Whitmer said the initial information she got was that her executive orders would remain in effect for 21 days. On Monday, her lawyers asked the court to allow the orders to continue until Oct. 30.

In a release, Whitmer warned that immediate effect of the Supreme Court ruling could cost some families their unemployment benefits under expanded eligibility and eased approval requirements granted by one of her executive orders. She said a transition period would allow officials to come up with a plan to continue those benefits.

The governor, a Democrat, said her staff has been contact with staff for the Republicans who control Michigan’s Legislature to determine what will happen next. In a statement, she said she was prepared to work with them but also that “it’s time for Republicans in the Legislature to get to work and start showing that they are taking this crisis seriously.”

“They (the state House and Senate) only have a couple of days on the calendar between now and the election,” Whitmer told reporters. “So they may have to rearrange their calendars and get back to Lansing.”

In an afternoon virtual press conference with reporters, Speaker of the House Lee Chatfield, R-Levering, said the Legislature would be coming back to work on coronavirus response — though he was not yet prepared to provide a schedule. He added that Republicans were ready to work with the governor but would not provide specifics on what measures lawmakers would vote on. He was also not prepared to say whether he agreed that the MDHHS director’s epidemic orders were still in effect.

* Work to complete
A – Duplicate the news excerpt between "Whitmer said the" and "continue those benefits.", inclusive.
B – In one to three sentences, explain why Whitmer wanted a transition period after the Supreme Court ruling, according to the news excerpt.
Answer from the news excerpt alone.

* Source data

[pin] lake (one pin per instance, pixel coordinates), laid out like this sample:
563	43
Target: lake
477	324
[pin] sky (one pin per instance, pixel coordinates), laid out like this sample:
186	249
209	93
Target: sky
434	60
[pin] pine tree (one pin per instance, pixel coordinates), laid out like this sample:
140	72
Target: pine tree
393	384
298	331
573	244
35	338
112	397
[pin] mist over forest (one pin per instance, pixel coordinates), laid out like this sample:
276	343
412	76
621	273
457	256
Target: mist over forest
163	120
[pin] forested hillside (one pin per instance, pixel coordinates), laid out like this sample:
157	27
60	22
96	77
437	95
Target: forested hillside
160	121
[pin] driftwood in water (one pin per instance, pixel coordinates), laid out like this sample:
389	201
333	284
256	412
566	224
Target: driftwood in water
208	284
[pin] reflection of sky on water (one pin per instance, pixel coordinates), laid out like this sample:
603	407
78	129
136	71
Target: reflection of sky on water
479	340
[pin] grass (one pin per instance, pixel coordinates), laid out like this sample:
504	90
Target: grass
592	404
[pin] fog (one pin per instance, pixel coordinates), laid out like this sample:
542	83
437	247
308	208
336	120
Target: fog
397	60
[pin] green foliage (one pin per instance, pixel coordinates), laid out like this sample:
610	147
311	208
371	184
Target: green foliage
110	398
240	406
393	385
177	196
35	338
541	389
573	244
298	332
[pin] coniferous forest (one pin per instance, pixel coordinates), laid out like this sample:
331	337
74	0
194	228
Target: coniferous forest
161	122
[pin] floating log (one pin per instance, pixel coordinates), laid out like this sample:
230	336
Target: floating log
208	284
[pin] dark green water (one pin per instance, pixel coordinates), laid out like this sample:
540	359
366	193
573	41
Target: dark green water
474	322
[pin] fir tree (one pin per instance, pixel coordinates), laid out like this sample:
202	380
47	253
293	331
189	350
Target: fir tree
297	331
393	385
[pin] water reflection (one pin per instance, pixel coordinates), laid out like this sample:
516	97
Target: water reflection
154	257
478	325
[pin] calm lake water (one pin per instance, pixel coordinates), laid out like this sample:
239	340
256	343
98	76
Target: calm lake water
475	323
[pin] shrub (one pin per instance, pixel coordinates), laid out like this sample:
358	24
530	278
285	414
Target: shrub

* Responses to the tasks
A –
Whitmer said the initial information she got was that her executive orders would remain in effect for 21 days. On Monday, her lawyers asked the court to allow the orders to continue until Oct. 30.

In a release, Whitmer warned that immediate effect of the Supreme Court ruling could cost some families their unemployment benefits under expanded eligibility and eased approval requirements granted by one of her executive orders. She said a transition period would allow officials to come up with a plan to continue those benefits.

B – Whitmer warned that immediate effect of the ruling could cost some families their unemployment benefits, which they received under the expanded eligibility and eased approval requirements of one of her executive orders. A transition period would allow officials to come up with a plan to continue those benefits.